**DATASET EXTRACT**.

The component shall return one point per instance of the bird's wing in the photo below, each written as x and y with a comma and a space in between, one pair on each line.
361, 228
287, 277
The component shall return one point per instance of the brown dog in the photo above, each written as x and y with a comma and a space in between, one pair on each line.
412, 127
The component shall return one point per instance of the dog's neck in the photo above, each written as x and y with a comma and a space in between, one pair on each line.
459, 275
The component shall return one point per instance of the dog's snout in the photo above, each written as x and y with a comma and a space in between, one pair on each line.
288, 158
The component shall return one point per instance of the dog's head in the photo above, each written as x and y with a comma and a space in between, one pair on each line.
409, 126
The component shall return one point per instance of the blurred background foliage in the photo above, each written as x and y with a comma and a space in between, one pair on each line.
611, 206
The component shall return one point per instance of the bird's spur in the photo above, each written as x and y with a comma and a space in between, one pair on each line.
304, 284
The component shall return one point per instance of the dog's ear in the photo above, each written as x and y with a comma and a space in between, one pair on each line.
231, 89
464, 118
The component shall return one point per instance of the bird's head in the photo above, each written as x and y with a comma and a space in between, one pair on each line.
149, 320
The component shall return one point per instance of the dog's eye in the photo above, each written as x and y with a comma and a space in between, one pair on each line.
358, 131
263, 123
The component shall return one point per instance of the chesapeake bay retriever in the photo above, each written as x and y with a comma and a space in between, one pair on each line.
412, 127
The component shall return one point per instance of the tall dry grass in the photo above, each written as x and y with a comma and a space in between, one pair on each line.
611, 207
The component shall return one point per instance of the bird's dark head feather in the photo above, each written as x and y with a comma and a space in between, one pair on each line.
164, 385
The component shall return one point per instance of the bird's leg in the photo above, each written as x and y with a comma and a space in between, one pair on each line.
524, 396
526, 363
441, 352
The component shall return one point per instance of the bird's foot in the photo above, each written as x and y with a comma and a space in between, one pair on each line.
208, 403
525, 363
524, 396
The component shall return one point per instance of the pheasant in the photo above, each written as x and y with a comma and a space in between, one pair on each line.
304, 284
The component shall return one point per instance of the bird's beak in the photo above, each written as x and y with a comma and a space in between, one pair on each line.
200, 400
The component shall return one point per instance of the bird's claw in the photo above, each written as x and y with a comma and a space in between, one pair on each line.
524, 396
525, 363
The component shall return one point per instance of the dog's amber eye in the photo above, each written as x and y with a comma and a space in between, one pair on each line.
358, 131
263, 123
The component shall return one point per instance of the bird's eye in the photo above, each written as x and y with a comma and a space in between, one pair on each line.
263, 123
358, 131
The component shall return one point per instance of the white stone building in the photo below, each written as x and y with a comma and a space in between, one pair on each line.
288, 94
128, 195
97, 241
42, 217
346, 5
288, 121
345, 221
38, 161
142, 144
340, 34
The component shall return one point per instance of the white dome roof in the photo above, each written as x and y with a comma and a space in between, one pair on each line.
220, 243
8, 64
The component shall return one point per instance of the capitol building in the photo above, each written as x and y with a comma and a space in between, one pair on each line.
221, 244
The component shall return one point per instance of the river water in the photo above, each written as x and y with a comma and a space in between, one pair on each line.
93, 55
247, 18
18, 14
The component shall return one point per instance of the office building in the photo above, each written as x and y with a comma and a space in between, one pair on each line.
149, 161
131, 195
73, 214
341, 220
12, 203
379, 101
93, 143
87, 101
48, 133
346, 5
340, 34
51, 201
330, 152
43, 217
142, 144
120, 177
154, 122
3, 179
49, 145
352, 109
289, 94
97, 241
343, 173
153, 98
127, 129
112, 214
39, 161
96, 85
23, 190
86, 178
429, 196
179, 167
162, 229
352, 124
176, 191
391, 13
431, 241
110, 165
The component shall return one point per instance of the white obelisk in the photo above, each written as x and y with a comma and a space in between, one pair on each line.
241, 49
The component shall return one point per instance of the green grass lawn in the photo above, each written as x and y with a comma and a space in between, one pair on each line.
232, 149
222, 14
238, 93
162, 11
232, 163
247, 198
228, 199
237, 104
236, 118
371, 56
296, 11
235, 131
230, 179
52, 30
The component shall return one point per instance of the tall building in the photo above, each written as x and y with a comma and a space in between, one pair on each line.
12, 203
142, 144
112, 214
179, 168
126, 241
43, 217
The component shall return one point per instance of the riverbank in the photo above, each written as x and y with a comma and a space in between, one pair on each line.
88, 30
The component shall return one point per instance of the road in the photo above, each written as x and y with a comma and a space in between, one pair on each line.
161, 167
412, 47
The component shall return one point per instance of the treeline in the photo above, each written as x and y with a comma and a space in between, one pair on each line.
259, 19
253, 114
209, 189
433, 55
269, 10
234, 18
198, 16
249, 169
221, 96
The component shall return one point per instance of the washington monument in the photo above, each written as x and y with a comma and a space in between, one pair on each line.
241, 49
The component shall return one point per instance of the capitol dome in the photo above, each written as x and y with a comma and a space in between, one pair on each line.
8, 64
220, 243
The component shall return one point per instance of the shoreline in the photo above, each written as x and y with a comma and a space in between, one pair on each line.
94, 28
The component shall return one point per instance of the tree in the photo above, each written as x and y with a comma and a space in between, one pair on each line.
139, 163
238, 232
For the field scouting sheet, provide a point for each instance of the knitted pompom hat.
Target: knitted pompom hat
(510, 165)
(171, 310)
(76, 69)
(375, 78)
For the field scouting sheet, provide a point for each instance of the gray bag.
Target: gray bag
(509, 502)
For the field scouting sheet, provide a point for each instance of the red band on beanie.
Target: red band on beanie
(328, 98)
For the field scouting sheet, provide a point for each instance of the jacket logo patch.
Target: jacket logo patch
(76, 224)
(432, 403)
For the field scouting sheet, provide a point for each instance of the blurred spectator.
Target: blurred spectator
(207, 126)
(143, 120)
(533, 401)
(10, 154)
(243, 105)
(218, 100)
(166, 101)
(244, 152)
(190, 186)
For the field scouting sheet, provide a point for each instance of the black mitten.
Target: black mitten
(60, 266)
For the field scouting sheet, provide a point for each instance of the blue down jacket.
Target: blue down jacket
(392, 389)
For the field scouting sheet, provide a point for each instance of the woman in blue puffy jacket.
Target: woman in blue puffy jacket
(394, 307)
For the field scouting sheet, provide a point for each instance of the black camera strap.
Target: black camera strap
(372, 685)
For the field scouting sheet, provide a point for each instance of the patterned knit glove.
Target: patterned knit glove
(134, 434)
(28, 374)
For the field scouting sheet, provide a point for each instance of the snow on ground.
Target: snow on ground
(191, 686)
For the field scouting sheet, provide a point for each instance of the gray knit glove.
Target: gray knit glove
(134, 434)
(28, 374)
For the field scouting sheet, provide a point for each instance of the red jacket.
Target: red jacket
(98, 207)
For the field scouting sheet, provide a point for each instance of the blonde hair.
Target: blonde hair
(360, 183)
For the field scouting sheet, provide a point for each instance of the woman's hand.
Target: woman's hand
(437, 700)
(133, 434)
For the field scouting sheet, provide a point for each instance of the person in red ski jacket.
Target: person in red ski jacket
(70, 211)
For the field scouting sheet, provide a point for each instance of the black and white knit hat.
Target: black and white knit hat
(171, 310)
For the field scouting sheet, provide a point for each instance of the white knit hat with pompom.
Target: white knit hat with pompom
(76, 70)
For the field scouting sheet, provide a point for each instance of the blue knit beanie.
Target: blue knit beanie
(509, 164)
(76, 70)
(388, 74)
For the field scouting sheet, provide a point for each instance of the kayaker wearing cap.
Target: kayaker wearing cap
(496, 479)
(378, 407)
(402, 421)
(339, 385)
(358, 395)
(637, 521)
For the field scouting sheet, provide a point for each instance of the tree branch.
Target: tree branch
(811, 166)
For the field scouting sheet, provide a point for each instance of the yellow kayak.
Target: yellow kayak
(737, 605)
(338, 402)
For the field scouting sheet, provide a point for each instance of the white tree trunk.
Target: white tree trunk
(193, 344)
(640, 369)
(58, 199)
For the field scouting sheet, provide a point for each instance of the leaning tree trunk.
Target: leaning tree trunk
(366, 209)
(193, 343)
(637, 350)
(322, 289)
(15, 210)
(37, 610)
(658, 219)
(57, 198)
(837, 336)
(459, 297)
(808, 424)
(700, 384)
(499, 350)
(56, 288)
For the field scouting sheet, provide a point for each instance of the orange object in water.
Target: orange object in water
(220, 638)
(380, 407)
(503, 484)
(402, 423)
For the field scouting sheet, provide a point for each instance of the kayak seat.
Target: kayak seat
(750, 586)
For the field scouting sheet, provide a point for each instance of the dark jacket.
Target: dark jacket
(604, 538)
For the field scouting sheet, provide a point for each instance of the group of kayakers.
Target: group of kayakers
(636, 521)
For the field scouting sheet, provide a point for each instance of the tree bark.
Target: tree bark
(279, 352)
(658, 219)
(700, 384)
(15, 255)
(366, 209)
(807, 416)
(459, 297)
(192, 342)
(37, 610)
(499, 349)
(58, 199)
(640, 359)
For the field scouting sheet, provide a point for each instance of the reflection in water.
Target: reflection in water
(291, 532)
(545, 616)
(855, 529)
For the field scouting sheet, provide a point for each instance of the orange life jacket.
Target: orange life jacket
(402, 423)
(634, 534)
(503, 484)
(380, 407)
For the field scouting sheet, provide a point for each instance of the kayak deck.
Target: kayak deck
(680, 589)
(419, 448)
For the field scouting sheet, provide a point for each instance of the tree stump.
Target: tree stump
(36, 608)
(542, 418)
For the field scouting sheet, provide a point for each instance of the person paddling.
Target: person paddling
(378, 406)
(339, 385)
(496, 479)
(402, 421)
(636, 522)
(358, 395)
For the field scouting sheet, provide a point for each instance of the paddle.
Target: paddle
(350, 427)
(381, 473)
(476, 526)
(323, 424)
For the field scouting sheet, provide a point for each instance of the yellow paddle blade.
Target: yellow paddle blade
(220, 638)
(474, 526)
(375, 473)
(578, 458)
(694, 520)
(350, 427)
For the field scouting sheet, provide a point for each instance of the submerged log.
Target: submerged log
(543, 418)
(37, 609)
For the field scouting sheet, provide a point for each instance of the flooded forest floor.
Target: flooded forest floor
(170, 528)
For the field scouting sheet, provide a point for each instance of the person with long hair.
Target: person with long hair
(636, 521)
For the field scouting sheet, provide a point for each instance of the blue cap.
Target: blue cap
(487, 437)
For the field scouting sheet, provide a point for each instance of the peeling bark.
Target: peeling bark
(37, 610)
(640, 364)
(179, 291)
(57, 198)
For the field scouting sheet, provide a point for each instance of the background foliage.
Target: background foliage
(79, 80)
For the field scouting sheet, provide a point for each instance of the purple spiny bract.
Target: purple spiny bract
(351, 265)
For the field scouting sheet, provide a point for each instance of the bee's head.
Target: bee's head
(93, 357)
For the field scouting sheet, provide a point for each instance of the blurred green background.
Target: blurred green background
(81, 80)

**SHORT TASK**.
Reproduce exactly the lines from the one with "the person paddling." through the end of the entries above, both ends included.

**FINISHED TASK**.
For the field scouting sheet, provide a point for each instance of the person paddling.
Target: person paddling
(378, 406)
(339, 385)
(496, 479)
(402, 421)
(636, 522)
(358, 395)
For the field scouting sheet, provide a point for each instance of the paddle.
Target: paddle
(350, 427)
(381, 473)
(476, 526)
(323, 424)
For the field scouting sheet, provide a point for each instance of the yellow paddle blade.
Target: yellow paddle blade
(220, 638)
(474, 526)
(375, 473)
(578, 458)
(694, 520)
(350, 427)
For the field scouting sheet, provide a point for each instance of the submerged log.
Target: submerged log
(543, 418)
(37, 609)
For the field scouting sheet, provide a point for each instance of the flooded forest floor.
Target: flooded forest floor
(170, 528)
For the field scouting sheet, provide a point for each instance of the person with long hair.
Target: person with long hair
(636, 521)
For the field scouting sheet, provide a point for each instance of the blue cap.
Target: blue cap
(487, 437)
For the field scouting sheet, provide a point for each instance of the peeling bark.
Target: peeling bark
(37, 610)
(640, 364)
(179, 291)
(57, 198)
For the field scouting sheet, provide a point for each instance of the background foliage.
Target: background foliage
(79, 80)
For the field scouting sheet, provide a point for each instance of the purple spiny bract.
Target: purple spiny bract
(351, 265)
For the field scouting sheet, provide a point for each instance of the bee's head.
Target: bee's head
(93, 357)
For the field scouting sheet, provide a point for each instance of the blurred green background.
Target: blurred green background
(81, 80)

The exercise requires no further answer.